Image region outline listing:
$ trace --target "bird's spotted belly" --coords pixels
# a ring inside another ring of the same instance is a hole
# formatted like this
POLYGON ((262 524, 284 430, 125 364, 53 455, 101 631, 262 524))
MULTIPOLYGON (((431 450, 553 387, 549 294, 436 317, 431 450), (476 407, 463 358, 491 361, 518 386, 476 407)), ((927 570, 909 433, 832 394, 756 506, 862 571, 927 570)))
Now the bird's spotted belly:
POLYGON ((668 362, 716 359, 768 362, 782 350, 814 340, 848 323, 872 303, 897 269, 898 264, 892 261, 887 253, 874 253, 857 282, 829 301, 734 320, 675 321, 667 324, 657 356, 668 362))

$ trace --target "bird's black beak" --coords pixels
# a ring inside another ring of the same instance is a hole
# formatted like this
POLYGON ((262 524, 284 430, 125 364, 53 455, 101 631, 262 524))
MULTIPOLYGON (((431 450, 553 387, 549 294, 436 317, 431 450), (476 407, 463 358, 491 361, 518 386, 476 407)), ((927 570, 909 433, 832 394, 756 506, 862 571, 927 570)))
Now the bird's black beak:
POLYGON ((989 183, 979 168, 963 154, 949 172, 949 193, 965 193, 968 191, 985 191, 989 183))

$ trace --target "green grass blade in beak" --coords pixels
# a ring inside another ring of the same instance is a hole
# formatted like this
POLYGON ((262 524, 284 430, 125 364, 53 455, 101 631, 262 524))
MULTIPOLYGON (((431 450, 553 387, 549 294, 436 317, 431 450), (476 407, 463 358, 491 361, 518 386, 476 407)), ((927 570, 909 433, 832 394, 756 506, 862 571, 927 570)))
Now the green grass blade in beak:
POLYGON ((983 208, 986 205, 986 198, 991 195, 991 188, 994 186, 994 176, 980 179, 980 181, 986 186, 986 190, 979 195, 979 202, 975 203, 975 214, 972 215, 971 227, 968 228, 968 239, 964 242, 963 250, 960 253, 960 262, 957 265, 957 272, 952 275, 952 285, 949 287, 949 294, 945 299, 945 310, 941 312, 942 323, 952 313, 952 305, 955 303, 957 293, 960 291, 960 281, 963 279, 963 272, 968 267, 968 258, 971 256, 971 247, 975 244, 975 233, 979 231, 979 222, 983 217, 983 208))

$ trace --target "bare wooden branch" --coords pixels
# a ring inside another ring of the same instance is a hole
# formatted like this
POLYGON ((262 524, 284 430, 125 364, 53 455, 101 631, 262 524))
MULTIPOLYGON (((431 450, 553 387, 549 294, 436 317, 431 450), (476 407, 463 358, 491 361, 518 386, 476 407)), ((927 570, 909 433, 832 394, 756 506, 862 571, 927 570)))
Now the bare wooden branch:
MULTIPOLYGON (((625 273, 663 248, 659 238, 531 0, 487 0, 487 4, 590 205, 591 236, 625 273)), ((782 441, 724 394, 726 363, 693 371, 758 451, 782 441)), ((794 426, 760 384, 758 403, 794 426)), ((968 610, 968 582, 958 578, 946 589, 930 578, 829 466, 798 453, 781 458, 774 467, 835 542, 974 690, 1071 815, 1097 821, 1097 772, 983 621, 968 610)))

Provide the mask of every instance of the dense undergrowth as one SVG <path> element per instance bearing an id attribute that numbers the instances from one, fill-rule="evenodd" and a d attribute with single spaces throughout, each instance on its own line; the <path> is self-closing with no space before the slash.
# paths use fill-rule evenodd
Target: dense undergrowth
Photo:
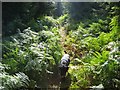
<path id="1" fill-rule="evenodd" d="M 71 56 L 69 88 L 120 89 L 119 18 L 75 22 L 65 14 L 31 20 L 23 32 L 3 38 L 0 89 L 59 88 L 64 51 Z"/>

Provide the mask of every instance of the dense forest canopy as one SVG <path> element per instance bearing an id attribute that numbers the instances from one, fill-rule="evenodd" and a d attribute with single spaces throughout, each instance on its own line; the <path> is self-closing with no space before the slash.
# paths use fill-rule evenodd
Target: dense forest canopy
<path id="1" fill-rule="evenodd" d="M 120 2 L 3 2 L 0 89 L 120 89 L 119 33 Z"/>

** Given exercise **
Turn every line of the listing above into a JSON array of strings, one string per line, skipping blank lines. Leave the pictures out.

** Answer **
[
  "$ trace --target \"bird's spotted belly\" --coords pixels",
  "# a ring inside another ring of the same instance is a hole",
  "# formatted like this",
  "POLYGON ((262 524, 284 430, 125 364, 53 455, 101 631, 262 524))",
  "MULTIPOLYGON (((431 450, 553 387, 549 294, 436 317, 431 450), (476 407, 463 358, 491 361, 518 386, 476 407)), ((927 570, 909 433, 832 394, 756 506, 862 571, 927 570)))",
  "Now the bird's spotted belly:",
  "POLYGON ((668 362, 716 359, 768 362, 782 350, 814 340, 848 323, 872 303, 897 269, 898 264, 892 261, 887 253, 874 253, 857 282, 829 301, 734 320, 675 321, 667 324, 657 356, 668 362))",
  "$ trace --target \"bird's black beak\" --coords pixels",
  "# a ring inside another ring of the same instance is a hole",
  "# formatted like this",
  "POLYGON ((262 524, 284 430, 125 364, 53 455, 101 631, 262 524))",
  "MULTIPOLYGON (((431 450, 553 387, 549 294, 436 317, 431 450), (476 407, 463 358, 491 361, 518 386, 476 407)), ((927 570, 909 433, 832 394, 756 506, 862 571, 927 570)))",
  "Now the bird's black beak:",
  "POLYGON ((989 183, 979 168, 963 154, 949 172, 949 193, 965 193, 968 191, 985 191, 989 183))",
  "$ trace --target \"green grass blade in beak\" --coords pixels",
  "# a ring inside another ring of the same instance is a hole",
  "# formatted like this",
  "POLYGON ((262 524, 284 430, 125 364, 53 455, 101 631, 262 524))",
  "MULTIPOLYGON (((431 450, 553 387, 549 294, 436 317, 431 450), (476 407, 463 358, 491 361, 518 386, 476 407)), ((927 570, 909 433, 832 394, 756 506, 862 571, 927 570)))",
  "Now the green grass blade in beak:",
  "POLYGON ((983 208, 986 205, 986 198, 991 195, 991 188, 994 186, 994 176, 980 179, 980 181, 986 186, 986 190, 979 195, 979 202, 975 203, 975 214, 972 215, 971 227, 968 228, 968 239, 964 242, 963 250, 960 253, 960 262, 957 265, 957 272, 952 275, 952 285, 949 287, 949 294, 945 299, 945 310, 941 312, 942 323, 952 313, 952 305, 955 303, 957 293, 960 291, 960 281, 963 279, 963 272, 968 267, 968 258, 971 256, 971 247, 975 244, 975 233, 979 231, 979 222, 983 217, 983 208))",
  "$ trace --target \"bare wooden branch\" --coords pixels",
  "# a ring inside another ring of the same instance is a hole",
  "# formatted like this",
  "POLYGON ((262 524, 284 430, 125 364, 53 455, 101 631, 262 524))",
  "MULTIPOLYGON (((431 450, 553 387, 549 294, 436 317, 431 450), (476 407, 463 358, 491 361, 518 386, 476 407)), ((927 570, 909 433, 832 394, 756 506, 862 571, 927 570)))",
  "Now the bare wooden branch:",
  "MULTIPOLYGON (((625 273, 663 248, 659 238, 531 0, 487 0, 487 4, 590 205, 591 236, 625 273)), ((782 441, 724 394, 726 363, 693 371, 758 451, 782 441)), ((794 426, 760 384, 758 403, 794 426)), ((968 610, 968 582, 958 578, 946 589, 930 578, 829 466, 798 453, 781 458, 774 467, 835 542, 974 690, 1071 815, 1097 821, 1097 772, 983 621, 968 610)))",
  "Provide the mask of every instance of the dense undergrowth as one SVG <path> element per instance bearing an id attribute that numbers the instances from one, fill-rule=\"evenodd\" and a d attribute with single spaces throughout, each instance on its own line; the <path> is self-closing with no space before the slash.",
  "# paths use fill-rule evenodd",
  "Target: dense undergrowth",
  "Photo:",
  "<path id=\"1\" fill-rule=\"evenodd\" d=\"M 71 56 L 69 88 L 120 89 L 119 18 L 75 22 L 65 14 L 31 20 L 23 32 L 3 38 L 0 89 L 59 88 L 64 51 Z\"/>",
  "Provide the mask of every instance of the dense forest canopy as one SVG <path> element per instance bearing an id attribute that numbers the instances from one, fill-rule=\"evenodd\" and a d attribute with single spaces throughout, each instance on its own line; the <path> is self-closing with no space before the slash.",
  "# paths use fill-rule evenodd",
  "Target: dense forest canopy",
  "<path id=\"1\" fill-rule=\"evenodd\" d=\"M 120 2 L 3 2 L 0 89 L 120 89 L 119 33 Z\"/>"
]